Instead of the multi-step command-line pipeline used by FairShip (gmkspl → gevgen → gntpc → vertex re-placement), this plugin drives the GENIE library directly, the way DUNE/NOvA/MicroBooNE (nutools GENIEHelper) and KM3NeT (gSeaGen) do: a genie::GMCJDriver convolves the SHiP neutrino flux with cross-section splines and the detector geometry, placing interaction vertices consistently with the material the simulation tracks through, with built-in protons-on-target accounting.
GENIE is distributed under the GNU GPL, so anything that links it becomes a combined work under GPL terms. aegir itself is LGPL-3.0-or-later and must not acquire a GENIE dependency; therefore everything that links GENIE lives here. aegir never links this code — phlex discovers the plugin at run time via PHLEX_PLUGIN_PATH, and workflows refer to it only by its cpp: name.
The SHiP-authored source in this repository stays LGPL-3.0-or-later — the same license as aegir — so it remains reusable and can move to a shared package without GPL contamination. Every file here is therefore LGPL. What is GPL is the combined program: the plugin binary linked against the GPL GENIE library must be distributed under GPL-3.0-or-later (with which LGPL-3.0-or-later is compatible), a term that comes from GENIE itself (whose own GPL text ships with the GENIE package). This repository's sources carry no GPL-licensed file, so LICENSES/ holds only the LGPL text.

PROBLEM DETAILS: Write out the plugin description word for word, everything from "Instead of the" down to "its cpp: name.". Work only from the plugin description above.

DATA SECTION:
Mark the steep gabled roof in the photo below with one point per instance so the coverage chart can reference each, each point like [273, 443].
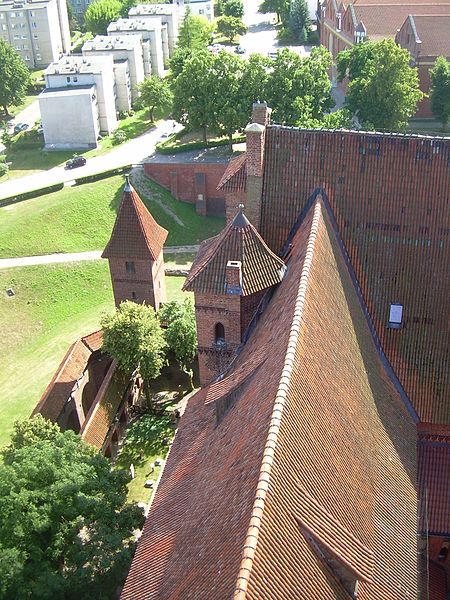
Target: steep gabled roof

SOLUTION FOR THIS TASK:
Instead of the multi-step command-line pipeline used by FairShip (gmkspl → gevgen → gntpc → vertex re-placement), this plugin drives the GENIE library directly, the way DUNE/NOvA/MicroBooNE (nutools GENIEHelper) and KM3NeT (gSeaGen) do: a genie::GMCJDriver convolves the SHiP neutrino flux with cross-section splines and the detector geometry, placing interaction vertices consistently with the material the simulation tracks through, with built-in protons-on-target accounting.
GENIE is distributed under the GNU GPL, so anything that links it becomes a combined work under GPL terms. aegir itself is LGPL-3.0-or-later and must not acquire a GENIE dependency; therefore everything that links GENIE lives here. aegir never links this code — phlex discovers the plugin at run time via PHLEX_PLUGIN_PATH, and workflows refer to it only by its cpp: name.